[Entries provided — start]

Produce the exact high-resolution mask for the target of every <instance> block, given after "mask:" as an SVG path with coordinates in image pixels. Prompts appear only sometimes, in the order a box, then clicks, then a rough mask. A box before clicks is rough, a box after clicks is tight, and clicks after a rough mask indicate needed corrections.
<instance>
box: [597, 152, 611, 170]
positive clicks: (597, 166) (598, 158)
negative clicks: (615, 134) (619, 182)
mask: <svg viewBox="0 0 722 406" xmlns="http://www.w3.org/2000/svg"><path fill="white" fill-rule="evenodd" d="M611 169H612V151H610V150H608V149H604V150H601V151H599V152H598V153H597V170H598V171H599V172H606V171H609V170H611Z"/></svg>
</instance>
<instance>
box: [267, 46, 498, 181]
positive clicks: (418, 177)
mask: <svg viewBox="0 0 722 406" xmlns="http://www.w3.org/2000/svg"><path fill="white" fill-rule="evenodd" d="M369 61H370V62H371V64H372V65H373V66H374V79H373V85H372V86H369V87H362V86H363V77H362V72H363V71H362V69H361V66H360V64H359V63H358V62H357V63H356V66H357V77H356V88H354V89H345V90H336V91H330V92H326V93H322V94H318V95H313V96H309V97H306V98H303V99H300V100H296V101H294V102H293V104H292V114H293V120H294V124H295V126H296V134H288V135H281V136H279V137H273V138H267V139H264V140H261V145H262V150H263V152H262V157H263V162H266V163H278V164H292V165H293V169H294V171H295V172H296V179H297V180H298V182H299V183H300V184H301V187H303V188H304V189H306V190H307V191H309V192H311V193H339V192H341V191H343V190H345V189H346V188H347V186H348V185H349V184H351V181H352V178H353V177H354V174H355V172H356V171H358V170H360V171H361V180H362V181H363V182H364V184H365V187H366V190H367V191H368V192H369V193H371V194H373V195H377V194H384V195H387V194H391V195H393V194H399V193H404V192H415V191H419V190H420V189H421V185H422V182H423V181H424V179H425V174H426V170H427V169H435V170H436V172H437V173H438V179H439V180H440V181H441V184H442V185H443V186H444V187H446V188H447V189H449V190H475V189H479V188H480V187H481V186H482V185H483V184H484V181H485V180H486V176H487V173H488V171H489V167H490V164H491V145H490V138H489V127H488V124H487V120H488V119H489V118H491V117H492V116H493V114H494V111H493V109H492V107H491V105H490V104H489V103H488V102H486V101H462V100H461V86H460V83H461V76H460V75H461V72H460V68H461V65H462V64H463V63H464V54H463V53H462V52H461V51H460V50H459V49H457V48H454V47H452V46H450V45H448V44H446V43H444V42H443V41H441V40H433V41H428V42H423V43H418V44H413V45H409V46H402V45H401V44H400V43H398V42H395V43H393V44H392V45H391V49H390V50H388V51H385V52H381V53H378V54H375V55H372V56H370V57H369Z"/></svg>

[Entries provided — finish]

## Work instructions:
Show the lines of the records that include the string "instance".

## Exercise result:
Produce the exact high-resolution mask for the target of every <instance> block, given after "mask:" as an SVG path with coordinates in image pixels. Prompts appear only sometimes, in the order a box, then clicks, then a rough mask. A box before clicks is rough, a box after clicks is tight, and clicks after a rough mask indicate needed corrections.
<instance>
</instance>
<instance>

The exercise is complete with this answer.